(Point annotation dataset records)
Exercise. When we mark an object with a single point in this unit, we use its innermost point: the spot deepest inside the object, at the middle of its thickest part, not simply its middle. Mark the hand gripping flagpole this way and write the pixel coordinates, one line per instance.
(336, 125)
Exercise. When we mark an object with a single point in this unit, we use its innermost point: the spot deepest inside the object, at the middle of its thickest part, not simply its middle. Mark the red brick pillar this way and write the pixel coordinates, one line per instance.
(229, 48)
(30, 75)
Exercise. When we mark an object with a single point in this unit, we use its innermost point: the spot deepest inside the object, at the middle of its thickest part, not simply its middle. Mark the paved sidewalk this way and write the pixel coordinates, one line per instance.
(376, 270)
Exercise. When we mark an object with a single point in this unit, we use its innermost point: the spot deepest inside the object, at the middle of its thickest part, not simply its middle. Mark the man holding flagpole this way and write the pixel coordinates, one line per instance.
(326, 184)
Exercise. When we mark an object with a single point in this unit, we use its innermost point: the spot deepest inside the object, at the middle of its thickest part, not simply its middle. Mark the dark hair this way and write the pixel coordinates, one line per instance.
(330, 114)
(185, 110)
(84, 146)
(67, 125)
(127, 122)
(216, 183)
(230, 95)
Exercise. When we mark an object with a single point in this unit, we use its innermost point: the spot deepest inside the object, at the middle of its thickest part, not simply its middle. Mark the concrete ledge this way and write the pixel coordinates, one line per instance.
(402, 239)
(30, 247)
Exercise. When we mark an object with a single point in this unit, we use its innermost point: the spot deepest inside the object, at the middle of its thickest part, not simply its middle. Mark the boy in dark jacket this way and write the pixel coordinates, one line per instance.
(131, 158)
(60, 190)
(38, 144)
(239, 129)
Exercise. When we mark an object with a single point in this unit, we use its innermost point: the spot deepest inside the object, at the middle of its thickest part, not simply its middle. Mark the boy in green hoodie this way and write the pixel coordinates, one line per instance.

Exercise goal
Extract every one of the lines above and reproduce each without a single change.

Answer in full
Exercise. When we mark an object with a single point in this unit, we use its innermost point: the spot deepest inside the object, at the middle of its thickest part, not simply its middle. Mark the hand gripping flagpole this way and write the pixel coordinates, one line per instance.
(336, 125)
Exercise. When we mark an object with a single point in this unit, we use its innermost point: the spot deepest inside the object, at the middle of its thickest part, not simply its middle. Mark the red brick pillar this way and write the pixel coordinates, one line per instance.
(229, 48)
(30, 75)
Exercise. When we mark an object with a single point in this unit, we use its innermost point: the spot deepest inside the object, at the middle of its thickest part, not simply its middle. Mark the paved sidewalk this way and write the pixel coordinates, one line per instance.
(376, 270)
Exercise. When we mark an object with a single point in this unit, we use its innermost point: the spot deepest inside the object, at the middle of its thickest part, not simply its middle. Mark the man holding flagpole this way and write the pixel coordinates, one line per instance.
(326, 184)
Exercise. When we mark an object with a single point in this unit, we use its innermost point: the spot deepest inside the object, at the middle of its thickest part, not simply its middle. Mark the dark hair this way and write the pixel coordinates, one line per instance.
(330, 114)
(185, 110)
(84, 146)
(67, 125)
(127, 122)
(216, 183)
(230, 95)
Exercise. When we mark an object with a single point in this unit, we use its innermost point: the spot deepest inside the object, at the middle of its thickest part, not simply its middle. Mark the concrete ledge this way and write the pixel coordinates, one line per instance.
(402, 239)
(30, 247)
Exercise. When we mark an object with a single point in this unit, we use its innermost point: the spot deepest inside the object, at the middle of its thickest part, not simply its middle. Mark the boy in dark jacket this way and write the pixel coordinates, one line per instance.
(131, 158)
(60, 190)
(38, 144)
(239, 129)
Exercise. When we mark an object with a single point in this unit, we use its innermost point: the spot deepest inside the object, at the middle of its thickest part, not simply its middle. Mark the boy in green hoodie this way and write the pixel coordinates, one line per instance.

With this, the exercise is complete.